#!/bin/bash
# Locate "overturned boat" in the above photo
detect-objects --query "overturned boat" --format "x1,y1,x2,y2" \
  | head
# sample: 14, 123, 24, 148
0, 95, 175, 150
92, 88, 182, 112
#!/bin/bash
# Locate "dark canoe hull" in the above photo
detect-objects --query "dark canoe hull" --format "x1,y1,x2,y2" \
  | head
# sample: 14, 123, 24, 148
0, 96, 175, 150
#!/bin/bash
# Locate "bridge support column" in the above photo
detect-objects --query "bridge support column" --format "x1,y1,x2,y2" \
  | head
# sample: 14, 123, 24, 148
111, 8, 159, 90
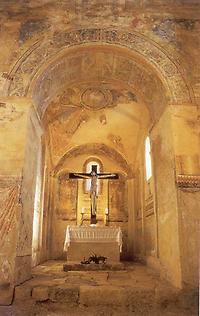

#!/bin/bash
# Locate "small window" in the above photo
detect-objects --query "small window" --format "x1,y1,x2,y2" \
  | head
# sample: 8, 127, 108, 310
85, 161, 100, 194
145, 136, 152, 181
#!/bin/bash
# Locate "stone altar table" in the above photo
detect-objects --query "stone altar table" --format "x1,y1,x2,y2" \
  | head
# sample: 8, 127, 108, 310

☆ ☆ ☆ ☆ ☆

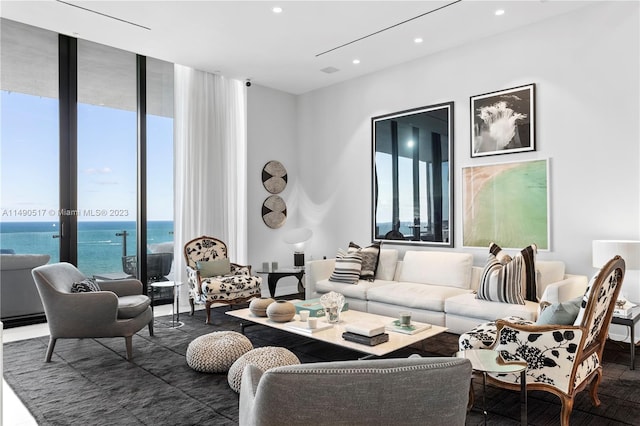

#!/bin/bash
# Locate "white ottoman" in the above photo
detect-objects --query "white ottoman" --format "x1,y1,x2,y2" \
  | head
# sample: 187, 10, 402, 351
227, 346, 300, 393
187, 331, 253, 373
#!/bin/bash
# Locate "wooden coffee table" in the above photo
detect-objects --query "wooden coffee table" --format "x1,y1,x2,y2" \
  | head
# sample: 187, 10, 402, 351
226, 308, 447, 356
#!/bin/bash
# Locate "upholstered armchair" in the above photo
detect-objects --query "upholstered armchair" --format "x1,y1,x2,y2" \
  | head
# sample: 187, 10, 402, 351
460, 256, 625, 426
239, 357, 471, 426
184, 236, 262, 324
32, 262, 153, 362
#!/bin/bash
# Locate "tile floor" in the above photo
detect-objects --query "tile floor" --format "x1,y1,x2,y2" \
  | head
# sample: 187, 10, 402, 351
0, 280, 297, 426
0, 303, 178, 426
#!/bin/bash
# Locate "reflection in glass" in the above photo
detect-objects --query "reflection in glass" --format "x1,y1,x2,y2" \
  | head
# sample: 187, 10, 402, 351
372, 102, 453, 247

☆ ☆ ☆ ☆ ☆

Find each line in the listing above that contains the word "overturned" with the same capitalization, and copy those lines.

# Locate "overturned boat" in the above photo
detect-objects --query "overturned boat" --format "x1,y1,x2,y2" \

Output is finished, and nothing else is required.